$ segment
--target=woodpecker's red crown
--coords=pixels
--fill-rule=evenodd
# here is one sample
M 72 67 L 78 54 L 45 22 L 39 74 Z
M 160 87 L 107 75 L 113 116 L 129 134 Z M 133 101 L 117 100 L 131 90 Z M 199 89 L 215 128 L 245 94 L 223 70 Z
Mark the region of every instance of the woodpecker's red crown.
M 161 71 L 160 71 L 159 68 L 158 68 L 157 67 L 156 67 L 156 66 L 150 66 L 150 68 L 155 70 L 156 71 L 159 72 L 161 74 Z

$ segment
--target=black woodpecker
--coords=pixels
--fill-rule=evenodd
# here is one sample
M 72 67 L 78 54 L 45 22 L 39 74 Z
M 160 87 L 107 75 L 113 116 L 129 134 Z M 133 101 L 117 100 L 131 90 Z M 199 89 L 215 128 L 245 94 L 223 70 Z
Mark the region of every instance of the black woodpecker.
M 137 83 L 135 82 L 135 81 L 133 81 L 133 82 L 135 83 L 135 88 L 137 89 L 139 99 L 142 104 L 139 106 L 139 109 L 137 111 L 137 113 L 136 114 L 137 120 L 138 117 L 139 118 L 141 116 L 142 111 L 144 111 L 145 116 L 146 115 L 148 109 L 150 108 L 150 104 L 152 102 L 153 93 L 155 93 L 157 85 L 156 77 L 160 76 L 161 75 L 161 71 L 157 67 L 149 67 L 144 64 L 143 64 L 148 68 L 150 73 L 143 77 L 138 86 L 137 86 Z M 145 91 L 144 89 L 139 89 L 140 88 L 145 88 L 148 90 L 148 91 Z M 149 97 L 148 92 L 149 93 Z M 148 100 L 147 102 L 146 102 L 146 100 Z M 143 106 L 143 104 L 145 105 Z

........

— STATED TASK —
Turn the lines above into a Markdown table with the columns "Row" and "Line". Number each line in order and leave out the blank ones.

— ANSWER BELOW —
| Row | Line |
|---|---|
| 1 | $ segment |
| 2 | --target=woodpecker's red crown |
| 3 | --coords=pixels |
| 4 | --fill-rule=evenodd |
| 5 | # here is one sample |
| 6 | M 72 67 L 78 54 L 45 22 L 39 74 Z |
| 7 | M 160 87 L 107 75 L 113 116 L 129 134 Z M 133 101 L 117 100 L 131 90 Z M 199 89 L 215 128 L 245 94 L 223 70 Z |
| 8 | Mark the region of every instance of the woodpecker's red crown. |
| 9 | M 161 71 L 160 71 L 159 68 L 158 68 L 157 67 L 156 67 L 156 66 L 150 66 L 150 68 L 155 70 L 156 71 L 159 72 L 161 74 Z |
| 10 | $ segment |
| 11 | --target=black woodpecker |
| 12 | --coords=pixels |
| 13 | --fill-rule=evenodd |
| 14 | # here is one sample |
| 15 | M 72 67 L 78 54 L 45 22 L 39 74 Z |
| 16 | M 160 87 L 107 75 L 113 116 L 129 134 Z M 133 101 L 117 100 L 131 90 Z M 199 89 L 215 128 L 245 94 L 223 70 Z |
| 17 | Mark the region of every instance of the black woodpecker. |
| 18 | M 137 83 L 135 82 L 135 81 L 133 81 L 133 82 L 135 83 L 135 88 L 137 89 L 139 99 L 142 104 L 139 106 L 139 109 L 137 111 L 137 113 L 136 114 L 137 120 L 138 117 L 139 118 L 141 116 L 142 111 L 144 111 L 145 116 L 146 115 L 148 109 L 150 108 L 150 104 L 152 102 L 153 93 L 155 93 L 157 85 L 156 77 L 160 76 L 161 75 L 161 71 L 157 67 L 149 67 L 144 64 L 143 64 L 148 68 L 150 73 L 143 77 L 138 86 L 137 86 Z M 145 91 L 144 89 L 139 89 L 140 88 L 145 88 L 148 90 L 148 91 Z M 149 97 L 148 92 L 149 93 Z M 148 100 L 147 102 L 146 102 L 146 100 Z M 143 106 L 143 104 L 145 105 Z |